**Instruction 1:**
Rewrite the passage of the fat tax page below, starting with "The issue, briefly, is" and going on through "Facts, opinions, whatever.", substituting "overeating" for "obesity".

**Extract provided:**
= = = = = = =

This is a supplementary page, for replies to the post Fat tax? (September 9, 2009).
The issue, briefly, is whether taxing "junk food" would be a good way to combat the epidemic of obesity. Here are replies. More welcomed; I'll post things there anonymously. Facts, opinions, whatever.
Reply 1: Fat tax? Follow-up (September 11, 2009)
Reply 2: Fat tax? Follow-up #2 (September 22, 2009)
Reply 1 (September 11, 2009)
Obesity is certainly an issue to be taken seriously in this country but I think ideas on how to effectively curb it are limited. A "sin-tax" is meant to work in two ways: First, we try to create an incentive to reduce the "sin" by increasing its cost to the average consumer. For things like cigarettes and a "fat-tax", the idea is also that we are in some sense passing on the societal costs of the health impacts of your "bad habits."
For some, I think you can also look at it more cynically: we're trying to control you because we think your choices are bad, and the best way to impose that belief is to make it too costly for you to continue those habits. This can also be seen as biased toward low-income individuals because now only the rich can afford to be sinful. For food, we also see that the most affordable food is often the worst for you. Maybe a tax on junk food would help make the household choices between healthy and junk food easier but overall it is more costly.

= = = = = = =

(Location labeling records)
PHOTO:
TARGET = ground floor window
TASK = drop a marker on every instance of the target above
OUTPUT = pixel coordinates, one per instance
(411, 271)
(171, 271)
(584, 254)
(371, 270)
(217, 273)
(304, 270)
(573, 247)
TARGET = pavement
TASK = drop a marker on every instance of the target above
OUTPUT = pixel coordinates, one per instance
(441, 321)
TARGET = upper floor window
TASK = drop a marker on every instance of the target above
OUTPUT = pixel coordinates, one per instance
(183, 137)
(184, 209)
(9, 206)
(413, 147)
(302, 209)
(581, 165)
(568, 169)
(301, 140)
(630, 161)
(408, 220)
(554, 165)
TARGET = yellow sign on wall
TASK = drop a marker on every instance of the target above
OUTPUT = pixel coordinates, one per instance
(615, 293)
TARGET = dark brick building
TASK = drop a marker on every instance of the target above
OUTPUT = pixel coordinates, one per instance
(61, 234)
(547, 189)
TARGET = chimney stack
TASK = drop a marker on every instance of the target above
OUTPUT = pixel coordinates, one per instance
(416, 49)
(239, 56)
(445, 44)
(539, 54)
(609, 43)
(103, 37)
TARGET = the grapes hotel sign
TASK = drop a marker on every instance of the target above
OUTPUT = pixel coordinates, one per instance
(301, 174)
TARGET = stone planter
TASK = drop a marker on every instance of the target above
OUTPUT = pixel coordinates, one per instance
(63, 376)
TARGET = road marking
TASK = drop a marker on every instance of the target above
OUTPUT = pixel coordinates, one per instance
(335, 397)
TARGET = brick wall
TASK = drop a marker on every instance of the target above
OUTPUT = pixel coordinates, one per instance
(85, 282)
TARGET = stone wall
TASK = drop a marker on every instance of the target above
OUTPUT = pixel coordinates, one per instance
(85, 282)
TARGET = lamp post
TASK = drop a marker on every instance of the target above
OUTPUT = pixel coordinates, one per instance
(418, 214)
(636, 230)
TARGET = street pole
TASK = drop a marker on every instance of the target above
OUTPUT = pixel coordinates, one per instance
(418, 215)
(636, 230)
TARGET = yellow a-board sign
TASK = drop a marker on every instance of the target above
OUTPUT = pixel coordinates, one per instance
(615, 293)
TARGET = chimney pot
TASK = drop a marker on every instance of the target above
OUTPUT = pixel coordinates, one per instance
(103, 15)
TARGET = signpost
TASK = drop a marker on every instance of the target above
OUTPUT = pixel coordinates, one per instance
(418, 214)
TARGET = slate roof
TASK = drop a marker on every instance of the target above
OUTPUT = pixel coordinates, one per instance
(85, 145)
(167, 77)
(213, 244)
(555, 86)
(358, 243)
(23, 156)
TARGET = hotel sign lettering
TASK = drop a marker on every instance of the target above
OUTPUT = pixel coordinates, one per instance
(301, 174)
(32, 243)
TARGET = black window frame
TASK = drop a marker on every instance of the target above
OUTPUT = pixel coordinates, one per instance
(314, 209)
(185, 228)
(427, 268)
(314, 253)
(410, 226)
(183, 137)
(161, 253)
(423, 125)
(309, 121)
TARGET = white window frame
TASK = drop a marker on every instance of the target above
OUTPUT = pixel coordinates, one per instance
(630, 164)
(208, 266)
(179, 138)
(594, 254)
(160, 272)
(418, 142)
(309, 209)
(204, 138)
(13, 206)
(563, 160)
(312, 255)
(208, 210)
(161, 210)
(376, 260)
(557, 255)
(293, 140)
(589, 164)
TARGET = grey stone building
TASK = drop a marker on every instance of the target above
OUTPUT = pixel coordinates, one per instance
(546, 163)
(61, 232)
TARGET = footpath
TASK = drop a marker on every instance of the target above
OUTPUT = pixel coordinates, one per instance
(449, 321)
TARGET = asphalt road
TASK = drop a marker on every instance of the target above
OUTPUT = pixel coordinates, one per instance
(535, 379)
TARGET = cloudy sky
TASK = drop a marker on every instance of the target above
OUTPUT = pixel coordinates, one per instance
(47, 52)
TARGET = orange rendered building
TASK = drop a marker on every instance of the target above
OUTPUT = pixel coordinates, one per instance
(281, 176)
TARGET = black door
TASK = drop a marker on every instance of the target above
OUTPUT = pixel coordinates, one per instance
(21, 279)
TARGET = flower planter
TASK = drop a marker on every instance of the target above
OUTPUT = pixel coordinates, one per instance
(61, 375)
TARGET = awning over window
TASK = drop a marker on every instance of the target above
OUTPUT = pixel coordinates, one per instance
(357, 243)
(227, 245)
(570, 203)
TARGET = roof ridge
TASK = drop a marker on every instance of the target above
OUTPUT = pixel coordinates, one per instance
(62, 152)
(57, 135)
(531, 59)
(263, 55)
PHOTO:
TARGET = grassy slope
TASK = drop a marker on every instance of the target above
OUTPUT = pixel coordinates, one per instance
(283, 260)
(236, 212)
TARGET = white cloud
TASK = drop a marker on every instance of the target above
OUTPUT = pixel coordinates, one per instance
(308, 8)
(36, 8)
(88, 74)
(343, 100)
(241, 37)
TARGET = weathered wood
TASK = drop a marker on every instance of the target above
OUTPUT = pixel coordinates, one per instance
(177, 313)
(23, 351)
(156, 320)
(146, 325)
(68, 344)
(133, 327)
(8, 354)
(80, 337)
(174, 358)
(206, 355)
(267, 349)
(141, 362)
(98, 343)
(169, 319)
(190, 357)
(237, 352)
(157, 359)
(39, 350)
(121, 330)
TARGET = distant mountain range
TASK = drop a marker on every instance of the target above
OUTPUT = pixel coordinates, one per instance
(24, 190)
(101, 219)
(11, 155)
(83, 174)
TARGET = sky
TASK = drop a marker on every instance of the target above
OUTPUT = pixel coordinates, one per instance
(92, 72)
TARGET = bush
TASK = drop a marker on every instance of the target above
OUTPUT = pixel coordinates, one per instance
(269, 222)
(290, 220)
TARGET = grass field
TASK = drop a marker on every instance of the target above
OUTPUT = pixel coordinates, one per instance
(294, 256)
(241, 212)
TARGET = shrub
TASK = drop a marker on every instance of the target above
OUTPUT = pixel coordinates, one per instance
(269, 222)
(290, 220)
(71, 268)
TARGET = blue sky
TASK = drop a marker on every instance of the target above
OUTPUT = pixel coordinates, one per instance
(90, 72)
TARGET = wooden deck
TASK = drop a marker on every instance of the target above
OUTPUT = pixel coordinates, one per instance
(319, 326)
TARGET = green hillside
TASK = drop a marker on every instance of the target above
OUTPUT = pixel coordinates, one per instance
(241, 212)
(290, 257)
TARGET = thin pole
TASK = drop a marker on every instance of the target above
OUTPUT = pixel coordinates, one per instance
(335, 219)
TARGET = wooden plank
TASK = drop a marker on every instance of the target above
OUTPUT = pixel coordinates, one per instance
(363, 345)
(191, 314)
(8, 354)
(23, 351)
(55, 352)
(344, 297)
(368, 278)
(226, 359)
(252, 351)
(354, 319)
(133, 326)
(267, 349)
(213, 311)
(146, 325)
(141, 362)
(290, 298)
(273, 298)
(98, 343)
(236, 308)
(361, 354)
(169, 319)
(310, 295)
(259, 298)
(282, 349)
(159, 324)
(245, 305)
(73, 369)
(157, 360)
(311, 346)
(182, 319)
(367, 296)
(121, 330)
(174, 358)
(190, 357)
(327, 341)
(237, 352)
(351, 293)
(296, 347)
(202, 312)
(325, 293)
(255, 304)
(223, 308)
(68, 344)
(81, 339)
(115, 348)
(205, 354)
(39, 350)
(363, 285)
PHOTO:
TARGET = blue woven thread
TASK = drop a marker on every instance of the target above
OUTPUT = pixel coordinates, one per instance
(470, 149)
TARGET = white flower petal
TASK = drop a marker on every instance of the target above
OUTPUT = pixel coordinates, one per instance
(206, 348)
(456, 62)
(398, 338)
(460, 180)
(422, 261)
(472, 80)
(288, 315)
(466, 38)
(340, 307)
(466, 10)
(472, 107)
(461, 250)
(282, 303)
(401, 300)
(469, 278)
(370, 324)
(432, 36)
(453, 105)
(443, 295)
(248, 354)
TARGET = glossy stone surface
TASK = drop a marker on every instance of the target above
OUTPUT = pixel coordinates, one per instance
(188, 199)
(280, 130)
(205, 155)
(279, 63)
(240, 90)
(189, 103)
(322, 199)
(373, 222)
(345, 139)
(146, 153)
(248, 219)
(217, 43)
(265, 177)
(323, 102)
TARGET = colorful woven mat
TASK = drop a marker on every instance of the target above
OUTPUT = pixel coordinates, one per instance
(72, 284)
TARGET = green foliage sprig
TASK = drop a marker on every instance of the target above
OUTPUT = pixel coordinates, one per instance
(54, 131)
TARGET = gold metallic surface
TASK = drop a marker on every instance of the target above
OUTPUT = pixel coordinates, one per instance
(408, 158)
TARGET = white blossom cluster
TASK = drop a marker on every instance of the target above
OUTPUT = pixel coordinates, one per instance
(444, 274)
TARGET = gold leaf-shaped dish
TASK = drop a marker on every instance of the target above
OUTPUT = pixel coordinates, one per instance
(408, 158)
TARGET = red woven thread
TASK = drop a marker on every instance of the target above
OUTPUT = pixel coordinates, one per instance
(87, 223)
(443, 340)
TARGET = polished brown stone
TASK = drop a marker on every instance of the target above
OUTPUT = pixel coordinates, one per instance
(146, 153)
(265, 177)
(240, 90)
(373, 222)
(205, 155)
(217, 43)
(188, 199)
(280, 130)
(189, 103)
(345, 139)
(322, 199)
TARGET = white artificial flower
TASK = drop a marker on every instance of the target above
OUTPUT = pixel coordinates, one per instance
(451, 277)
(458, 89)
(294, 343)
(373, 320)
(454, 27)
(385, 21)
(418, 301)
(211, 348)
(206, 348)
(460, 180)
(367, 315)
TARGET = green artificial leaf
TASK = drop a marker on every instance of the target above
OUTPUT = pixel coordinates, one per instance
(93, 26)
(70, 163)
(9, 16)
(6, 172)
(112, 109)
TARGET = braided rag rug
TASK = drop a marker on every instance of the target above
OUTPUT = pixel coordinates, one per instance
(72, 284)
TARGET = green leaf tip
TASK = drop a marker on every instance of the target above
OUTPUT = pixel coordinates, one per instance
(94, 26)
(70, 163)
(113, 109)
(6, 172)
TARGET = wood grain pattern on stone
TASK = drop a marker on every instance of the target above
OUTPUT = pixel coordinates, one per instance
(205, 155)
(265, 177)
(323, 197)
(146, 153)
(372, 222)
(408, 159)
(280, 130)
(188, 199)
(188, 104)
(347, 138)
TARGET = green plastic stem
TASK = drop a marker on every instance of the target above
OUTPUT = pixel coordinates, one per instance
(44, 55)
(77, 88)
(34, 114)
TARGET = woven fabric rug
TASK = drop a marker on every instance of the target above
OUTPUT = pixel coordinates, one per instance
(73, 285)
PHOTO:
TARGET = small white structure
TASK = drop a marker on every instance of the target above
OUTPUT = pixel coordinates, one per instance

= = = = = = =

**Instruction 2:**
Gather every line of the entries above that contains the string "frame", treating uppercase and lowercase as different.

**Right answer 1:**
The issue, briefly, is whether taxing "junk food" would be a good way to combat the epidemic of overeating. Here are replies. More welcomed; I'll post things there anonymously. Facts, opinions, whatever.

**Right answer 2:**
TARGET = black window frame
TARGET = white window frame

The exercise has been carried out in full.